- [Task prompt]:
I would like every record printed again, exactly as shown.

^^^^

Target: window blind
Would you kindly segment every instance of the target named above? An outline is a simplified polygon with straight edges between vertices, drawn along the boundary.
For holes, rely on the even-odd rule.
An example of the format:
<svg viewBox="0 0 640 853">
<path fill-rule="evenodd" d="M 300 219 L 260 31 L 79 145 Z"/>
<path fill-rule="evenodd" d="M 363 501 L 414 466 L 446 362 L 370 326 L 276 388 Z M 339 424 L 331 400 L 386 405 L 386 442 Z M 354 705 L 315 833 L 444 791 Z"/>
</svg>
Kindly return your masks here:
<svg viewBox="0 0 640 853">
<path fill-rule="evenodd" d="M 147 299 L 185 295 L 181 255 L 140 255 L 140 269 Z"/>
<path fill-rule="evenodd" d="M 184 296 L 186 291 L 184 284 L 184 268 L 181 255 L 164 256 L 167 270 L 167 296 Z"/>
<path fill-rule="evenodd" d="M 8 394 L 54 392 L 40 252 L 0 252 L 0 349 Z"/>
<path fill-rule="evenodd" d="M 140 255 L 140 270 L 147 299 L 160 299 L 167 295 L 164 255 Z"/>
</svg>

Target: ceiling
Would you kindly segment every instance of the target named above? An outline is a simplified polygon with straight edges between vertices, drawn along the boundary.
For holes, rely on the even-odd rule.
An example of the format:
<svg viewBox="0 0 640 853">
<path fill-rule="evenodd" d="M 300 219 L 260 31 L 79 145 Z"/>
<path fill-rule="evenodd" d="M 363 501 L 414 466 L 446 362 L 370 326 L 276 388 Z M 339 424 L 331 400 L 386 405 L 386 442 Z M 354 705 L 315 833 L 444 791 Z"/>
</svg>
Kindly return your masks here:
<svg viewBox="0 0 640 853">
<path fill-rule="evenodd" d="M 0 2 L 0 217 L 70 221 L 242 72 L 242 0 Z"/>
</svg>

^^^^

- [Written answer]:
Target: window blind
Would you kindly segment every instance of the target named above? An outline is a simplified polygon with straight edges between vertices, drawn along the boundary.
For holes, rely on the even-odd rule.
An example of the format:
<svg viewBox="0 0 640 853">
<path fill-rule="evenodd" d="M 300 219 L 260 31 L 79 145 Z"/>
<path fill-rule="evenodd" d="M 363 501 L 414 466 L 446 362 L 370 326 L 276 388 Z M 339 424 L 331 400 L 386 405 L 386 442 Z M 354 705 L 315 833 L 444 791 Z"/>
</svg>
Kindly return your masks here:
<svg viewBox="0 0 640 853">
<path fill-rule="evenodd" d="M 147 299 L 185 295 L 181 255 L 140 255 L 140 269 Z"/>
<path fill-rule="evenodd" d="M 184 296 L 186 291 L 184 284 L 184 268 L 181 255 L 164 256 L 167 270 L 167 296 Z"/>
<path fill-rule="evenodd" d="M 8 394 L 54 392 L 40 252 L 0 252 L 0 349 Z"/>
<path fill-rule="evenodd" d="M 140 255 L 140 270 L 147 299 L 160 299 L 167 295 L 164 255 Z"/>
</svg>

Target: ceiling
Would you kindly segment every instance of the target named above? An outline is a simplified polygon with straight edges between vertices, drawn along the boundary.
For holes, rely on the even-odd rule.
An example of the format:
<svg viewBox="0 0 640 853">
<path fill-rule="evenodd" d="M 300 219 L 260 31 L 79 145 Z"/>
<path fill-rule="evenodd" d="M 363 501 L 414 466 L 446 362 L 370 326 L 276 388 Z M 339 424 L 331 400 L 386 405 L 386 442 Z M 354 705 L 315 833 L 444 791 Z"/>
</svg>
Kindly return your masks here:
<svg viewBox="0 0 640 853">
<path fill-rule="evenodd" d="M 0 2 L 0 217 L 70 221 L 242 72 L 242 0 Z"/>
</svg>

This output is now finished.